SELECTED EXTRACT
****************

The question arises as to whether MO-OOAaq reflects the irreversible production of SOA via aqueous pathways or instead reversible solvation of volatile and semi-volatile organics. To assess this, we look in detail at the MO-OOAaq and LWC correlations during the 4 to 7 November event (shown in Fig. 10) and change of MO-OOAaq in every 2 h interval (Fig. S24). The most significant disagreement between the time series occurs from 08:00 to 23:00 on 6 November, when the LWC sharply decreases while MO-OOAaq remains high. If MO-OOAaq were driven by reversible solvation, this extended decrease in LWC would be expected to drive a corresponding decrease in MO-OOAaq. However, the MO-OOAaq concentrations appear unaffected by the decrease in LWC, suggesting that the MO-OOAaq does indeed consist of irreversibly generated SOA via aqueous chemistry.

****************

DATA PROVIDED
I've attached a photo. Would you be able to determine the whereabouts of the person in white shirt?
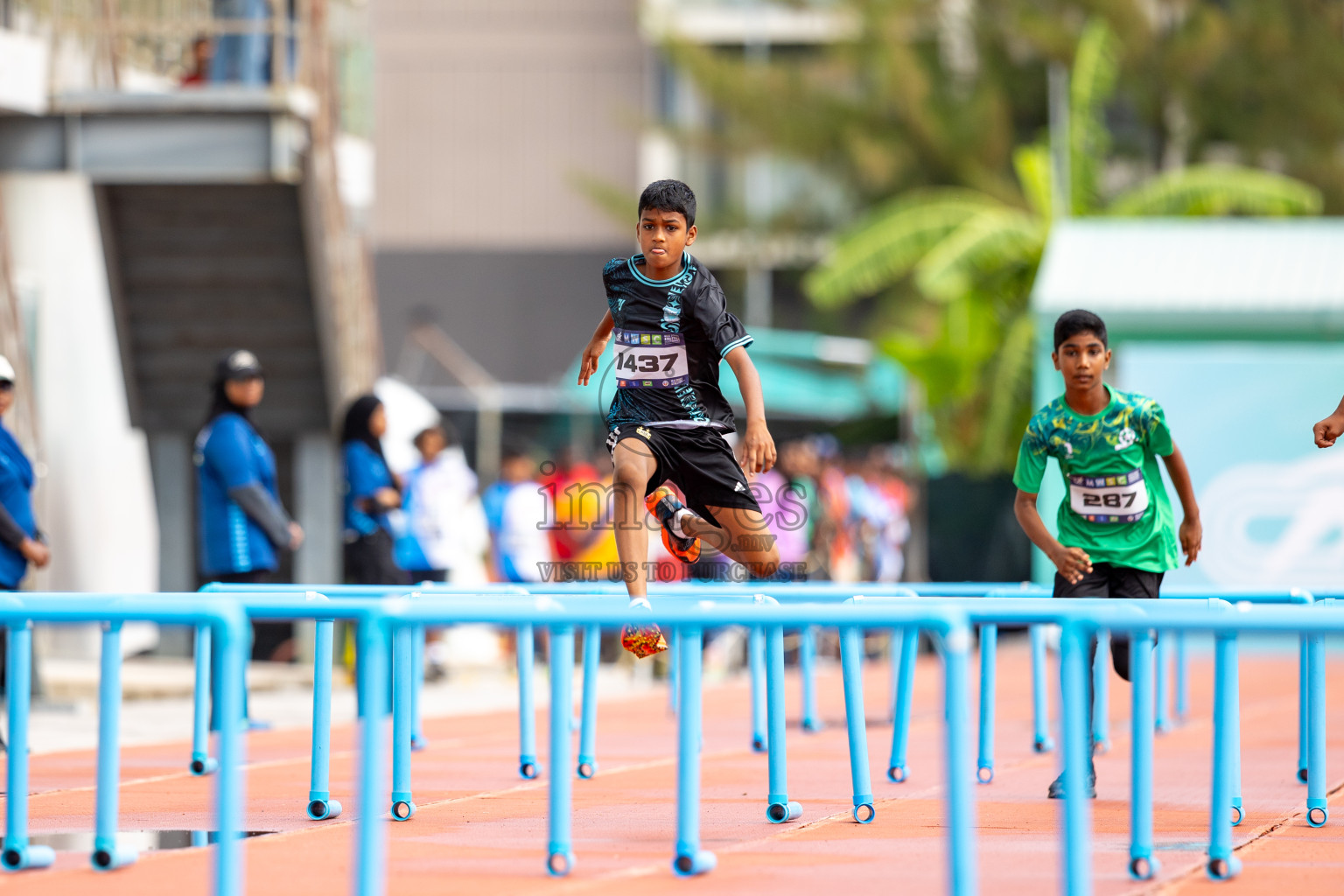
[399,424,485,582]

****************

LIST OF TASKS
A – Repeat word for word the part of the passage on aqueous SOA starting at "The question arises" and ending at "via aqueous chemistry.".
B – According to the passage on aqueous SOA, during what hours on 6 November is the disagreement between the time series greatest?
C – Decide whether each statement agrees with the passage on aqueous SOA. Answer yes or no, and quote the words that settle it: (i) The passage examines the 4 to 7 November event in detail. (ii) On 6 November, MO-OOAaq dropped sharply along with the LWC. (iii) The passage concludes that MO-OOAaq comes from reversible solvation.
The data has nothing to do with the passage on aqueous SOA.

ANSWERS FOR THE TASKS
A –
The question arises as to whether MO-OOAaq reflects the irreversible production of SOA via aqueous pathways or instead reversible solvation of volatile and semi-volatile organics. To assess this, we look in detail at the MO-OOAaq and LWC correlations during the 4 to 7 November event (shown in Fig. 10) and change of MO-OOAaq in every 2 h interval (Fig. S24). The most significant disagreement between the time series occurs from 08:00 to 23:00 on 6 November, when the LWC sharply decreases while MO-OOAaq remains high. If MO-OOAaq were driven by reversible solvation, this extended decrease in LWC would be expected to drive a corresponding decrease in MO-OOAaq. However, the MO-OOAaq concentrations appear unaffected by the decrease in LWC, suggesting that the MO-OOAaq does indeed consist of irreversibly generated SOA via aqueous chemistry.

B – From 08:00 to 23:00.

C –
(i) Yes: "we look in detail at the MO-OOAaq and LWC correlations during the 4 to 7 November event"
(ii) No: "the LWC sharply decreases while MO-OOAaq remains high"
(iii) No: "suggesting that the MO-OOAaq does indeed consist of irreversibly generated SOA via aqueous chemistry"